To see the great Sage's name besmirched when he is the reason Jews are so tolerant, compassionate, empathetic, open to debate and new ideas... I mean how many of my fellow goyim even knew who Hillel was before we started to convert? So I don't expect them to get it. But now that I do know, the irony is not lost on me.
Imagine Shammai had bested Hillel in their epic rivalry, how dogmatic and rigid Judaism might be today, and all of world history would probably be different. Like honestly, none of us would be here if you think about it. But what people accuse Jewish college students of secretly believing and plotting and planning... that would fit more into Shammai's worldview than Hillel's, and even then I feel that's a big disservice to Shammai.

# [TASK INSTRUCTIONS]
[a] Please list the qualities that the passage about Hillel and Shammai says Jews have because of Hillel.
[b] Write the next part of the passage about Hillel and Shammai, picking up after its final sentence.

# [INFORMATION GIVEN]
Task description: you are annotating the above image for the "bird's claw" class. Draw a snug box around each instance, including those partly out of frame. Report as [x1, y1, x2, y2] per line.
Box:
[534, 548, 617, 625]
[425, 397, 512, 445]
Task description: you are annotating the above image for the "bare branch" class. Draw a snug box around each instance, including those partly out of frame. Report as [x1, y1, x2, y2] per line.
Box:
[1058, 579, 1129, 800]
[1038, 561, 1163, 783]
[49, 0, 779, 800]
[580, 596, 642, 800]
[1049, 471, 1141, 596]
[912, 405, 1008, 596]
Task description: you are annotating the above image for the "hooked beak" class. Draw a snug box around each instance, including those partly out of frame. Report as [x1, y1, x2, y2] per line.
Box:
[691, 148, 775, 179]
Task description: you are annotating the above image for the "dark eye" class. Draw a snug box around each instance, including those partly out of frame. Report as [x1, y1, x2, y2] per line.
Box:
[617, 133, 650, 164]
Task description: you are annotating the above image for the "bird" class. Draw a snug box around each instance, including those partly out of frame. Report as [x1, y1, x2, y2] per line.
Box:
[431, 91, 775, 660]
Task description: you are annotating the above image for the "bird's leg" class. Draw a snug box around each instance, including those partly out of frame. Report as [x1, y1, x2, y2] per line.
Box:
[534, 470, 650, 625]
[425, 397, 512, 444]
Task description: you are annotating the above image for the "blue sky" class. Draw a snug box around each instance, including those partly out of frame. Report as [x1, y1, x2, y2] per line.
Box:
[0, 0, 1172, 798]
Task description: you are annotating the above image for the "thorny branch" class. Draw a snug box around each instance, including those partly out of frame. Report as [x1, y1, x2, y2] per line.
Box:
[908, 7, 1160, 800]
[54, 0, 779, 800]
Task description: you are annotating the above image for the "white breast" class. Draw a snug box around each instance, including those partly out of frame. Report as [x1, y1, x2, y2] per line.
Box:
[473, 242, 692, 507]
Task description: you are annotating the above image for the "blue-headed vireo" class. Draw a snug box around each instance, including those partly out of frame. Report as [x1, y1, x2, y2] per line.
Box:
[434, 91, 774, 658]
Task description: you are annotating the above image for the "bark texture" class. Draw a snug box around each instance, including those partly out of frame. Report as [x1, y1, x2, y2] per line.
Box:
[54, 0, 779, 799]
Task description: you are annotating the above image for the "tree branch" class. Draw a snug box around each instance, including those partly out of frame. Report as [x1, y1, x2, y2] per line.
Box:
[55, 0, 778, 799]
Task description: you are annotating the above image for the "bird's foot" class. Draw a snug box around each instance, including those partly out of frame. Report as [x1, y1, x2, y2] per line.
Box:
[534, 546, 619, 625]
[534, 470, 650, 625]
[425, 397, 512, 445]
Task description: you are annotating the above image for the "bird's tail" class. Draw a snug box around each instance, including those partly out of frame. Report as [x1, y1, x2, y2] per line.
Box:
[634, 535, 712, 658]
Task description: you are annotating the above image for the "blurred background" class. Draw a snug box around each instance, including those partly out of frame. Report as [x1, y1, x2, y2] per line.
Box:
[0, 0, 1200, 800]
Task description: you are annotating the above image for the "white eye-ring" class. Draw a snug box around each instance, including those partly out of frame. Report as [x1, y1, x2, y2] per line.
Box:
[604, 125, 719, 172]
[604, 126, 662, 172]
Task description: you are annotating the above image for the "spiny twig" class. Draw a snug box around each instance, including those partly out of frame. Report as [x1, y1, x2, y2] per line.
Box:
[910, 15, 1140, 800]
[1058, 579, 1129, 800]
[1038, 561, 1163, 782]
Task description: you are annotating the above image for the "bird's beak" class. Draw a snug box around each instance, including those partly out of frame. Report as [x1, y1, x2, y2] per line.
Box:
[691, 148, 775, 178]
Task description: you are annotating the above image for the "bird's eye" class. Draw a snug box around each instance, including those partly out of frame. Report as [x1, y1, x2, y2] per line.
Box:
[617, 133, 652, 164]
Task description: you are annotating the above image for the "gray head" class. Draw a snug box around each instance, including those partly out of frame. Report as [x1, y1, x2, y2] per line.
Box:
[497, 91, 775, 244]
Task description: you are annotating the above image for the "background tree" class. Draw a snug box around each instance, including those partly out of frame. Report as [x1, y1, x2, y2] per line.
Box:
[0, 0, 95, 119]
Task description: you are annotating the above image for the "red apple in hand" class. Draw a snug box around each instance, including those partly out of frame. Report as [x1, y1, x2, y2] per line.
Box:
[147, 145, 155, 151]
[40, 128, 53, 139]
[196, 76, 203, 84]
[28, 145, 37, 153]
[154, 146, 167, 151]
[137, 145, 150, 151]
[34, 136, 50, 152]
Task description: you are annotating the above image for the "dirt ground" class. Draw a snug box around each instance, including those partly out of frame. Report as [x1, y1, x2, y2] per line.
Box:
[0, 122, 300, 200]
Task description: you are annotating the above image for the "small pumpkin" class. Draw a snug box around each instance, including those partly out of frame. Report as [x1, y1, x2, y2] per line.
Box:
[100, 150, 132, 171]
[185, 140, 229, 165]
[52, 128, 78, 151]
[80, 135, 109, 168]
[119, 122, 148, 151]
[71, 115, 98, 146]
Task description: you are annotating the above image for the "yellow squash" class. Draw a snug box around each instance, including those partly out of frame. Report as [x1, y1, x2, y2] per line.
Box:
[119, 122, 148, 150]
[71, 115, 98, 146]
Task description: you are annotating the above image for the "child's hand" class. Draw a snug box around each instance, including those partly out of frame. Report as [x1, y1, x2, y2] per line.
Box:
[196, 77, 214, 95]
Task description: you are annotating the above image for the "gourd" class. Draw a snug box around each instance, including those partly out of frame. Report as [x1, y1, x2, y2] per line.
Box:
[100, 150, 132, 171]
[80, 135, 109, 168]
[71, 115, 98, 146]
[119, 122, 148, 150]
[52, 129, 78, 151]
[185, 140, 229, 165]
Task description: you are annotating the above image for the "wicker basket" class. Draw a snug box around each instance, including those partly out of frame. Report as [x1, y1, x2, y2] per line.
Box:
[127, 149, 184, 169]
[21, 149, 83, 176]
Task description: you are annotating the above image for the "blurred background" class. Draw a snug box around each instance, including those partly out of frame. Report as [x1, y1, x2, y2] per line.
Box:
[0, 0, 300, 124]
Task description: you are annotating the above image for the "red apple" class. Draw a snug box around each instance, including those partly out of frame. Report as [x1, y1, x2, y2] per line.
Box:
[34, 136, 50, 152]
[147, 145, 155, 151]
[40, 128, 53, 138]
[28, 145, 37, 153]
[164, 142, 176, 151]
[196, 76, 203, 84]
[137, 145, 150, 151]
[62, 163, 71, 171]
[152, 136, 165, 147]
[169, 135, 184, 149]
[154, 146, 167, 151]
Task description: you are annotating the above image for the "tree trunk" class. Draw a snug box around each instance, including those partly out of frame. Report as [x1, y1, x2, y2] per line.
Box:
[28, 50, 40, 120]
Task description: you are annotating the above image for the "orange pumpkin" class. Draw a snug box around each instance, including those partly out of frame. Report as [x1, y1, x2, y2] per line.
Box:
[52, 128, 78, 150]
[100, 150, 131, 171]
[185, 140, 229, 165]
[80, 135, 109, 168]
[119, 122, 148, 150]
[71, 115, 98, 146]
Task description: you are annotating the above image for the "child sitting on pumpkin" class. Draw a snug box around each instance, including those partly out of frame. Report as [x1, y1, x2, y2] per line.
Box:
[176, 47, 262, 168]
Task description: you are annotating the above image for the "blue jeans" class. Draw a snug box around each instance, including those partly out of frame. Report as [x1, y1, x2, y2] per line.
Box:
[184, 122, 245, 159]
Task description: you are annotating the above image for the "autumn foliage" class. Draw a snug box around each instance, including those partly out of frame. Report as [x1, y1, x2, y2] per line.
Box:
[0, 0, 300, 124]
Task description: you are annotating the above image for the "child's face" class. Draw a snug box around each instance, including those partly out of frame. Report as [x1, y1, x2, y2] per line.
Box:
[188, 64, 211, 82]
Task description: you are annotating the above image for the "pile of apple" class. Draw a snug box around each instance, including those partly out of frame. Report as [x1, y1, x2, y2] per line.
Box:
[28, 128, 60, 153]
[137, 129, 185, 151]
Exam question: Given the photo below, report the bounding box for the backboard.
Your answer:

# [TASK-BY-TASK RESULTS]
[a]
- tolerant
- compassionate
- empathetic
- open to debate and new ideas

[b]
Anyway, attacking Hillel chapters, as I see it, is more of this "Lol attention everyone here be ~liberal Zionists~ who pretend to care about human rights while secretly cheering at every dead Palestinian!" nonsense, and it plays into the "Jews were supposed to be the Leftist Religion," narrative as well.
They hate that there are active proud visibly Jewish groups on campuses who are committed to learning and liberal arts and all that jazz. They hate to see Jews inhabit the same spaces they do, dare to identify with their politics and academic values, but still stubbornly cling to a unique Jewish identity. What frauds. They must be fundraising for the IDF! They must be manufacturing Skunk for secret Mossad plants to throw at JVP demonstrators!
Holocaust victims were creating minyanim with trees and you think having your little die-ins at the entrances of Hillel meetings will deter Jews from meeting and celebrate being Jewish? You poor fools.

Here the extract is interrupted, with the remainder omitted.